### 作業内容
1: オリンピック中継とコロナ禍の文化を扱った原文で、吉見さんが「それこそまさに文化の本質じゃないか」と語ったのは、どのような場面についてか。
2: オリンピック中継とコロナ禍の文化を扱った原文を、最後の文のあとから書き進めよ。

──────── 原文

「惜しい惜しい!さあここだぞー、勝負どころ!いいぞー来たー!!!」
「きた!行ける!行け!行ける行ける行ける!よし!やったー!!!」
「焦るなよー、焦るなよー、そうだ!よし!」
「いやこれ解説じゃないやん」と僕は一緒に競技を見ている友達に言った。そうして笑っていた。ほかにも、実況者が日本のライバル国のミスに対して、本当は嬉しくてたまらないが公平な立場を崩さないように抑え込んでいる、そんなようすなども可笑しかった。
そうやってオリンピック中継をいくつも見ていく中で、いつからだろうか、NHKの解説が解説でなくなるとき、ただ選手への応援の声が漏れてしまっているだけのようなときに、心のなかが膨らんでいっぱいになり、ビリビリと痺れるような感じを覚えるようになったのは。
“不要不急”という言葉がいたるところで使われていた時期があった。執筆時点でも使われているが、いっときほどではない。その時期僕はインターネットで、「私の仕事は不要不急なのか」といういくつかの声に触れた。それを見て、文化とコロナ禍での社会生活のバランスのようなものについて自分なりに考えるようになった。
コロナ禍でロックダウンされた、例えばイタリアやスペインの都市で、道路をはさんでアパートの住人たちが合唱したり合奏したりする場面が、ニュースなどでも伝えられたことがありましたね。吉見さんは、「それが非常に印象に残っている。それこそまさに文化の本質じゃないか」というような話をされていました。
(中略)
われわれもふだんストレスの多い毎日を送りながら、好きな曲を口ずさんだりすると、コロナ禍だからこそ心にしみることもあると思うんです。人によって程度の差こそあれ、音楽やスポーツっていうのは私たちの人生や生活の一部になっているということを、意味していると思うんです。

────────────────
──────── 抽出レコード

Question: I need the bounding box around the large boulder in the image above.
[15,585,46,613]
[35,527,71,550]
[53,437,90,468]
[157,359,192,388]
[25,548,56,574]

────────────────

### 課題の解答
1: ロックダウンされたイタリアやスペインなどの都市で、道路をはさんでアパートの住人たちが合唱したり合奏したりする場面。

2:
https://www.nhk.or.jp/radio/magazine/article/my-asa/IJUR4cR1T2.html
文化の価値の重みと、新型コロナウイルスのリスクを天秤にかけることは不可能だ。新型コロナウイルス感染症は場合によっては命にかかわる病気なので、一般的に考えればリスクを最小限にするような生活が望ましいのは言うまでもない。オリンピックを開催することのリスクを考えて中止を求める声が上がるのは当然だと思う。僕は医療現場の状況について、安全な場所からニュースを見ているだけなので、実際にどのくらい過酷なものなのかは想像に余りある。
しかし一方で、出場する選手のご両親は、たとえ大きなリスクがあろうともオリンピックを開催して、子どもが世界の舞台で活躍するところを満員のスタジアムの中で見たいという考えをもつのではないだろうか。その考えは社会的に”正しくない”のかもしれないが、持つことは許されないだろうか。オリンピックに出場する選手のご家族が何を考えて、選手とどのような人生を歩んできたのか、大会を目指してどんなつらいことを乗り越えてきたのか、こちらだって想像を絶するものであることは間違いがない。
新宿駅東口でオリンピック開催に抗議する運動があり、その中で拡声器を通って響いてきた一節がとても心に残っている。
「いったい日本が何個金メダルをとったらオリンピックをやめても満足なんですか」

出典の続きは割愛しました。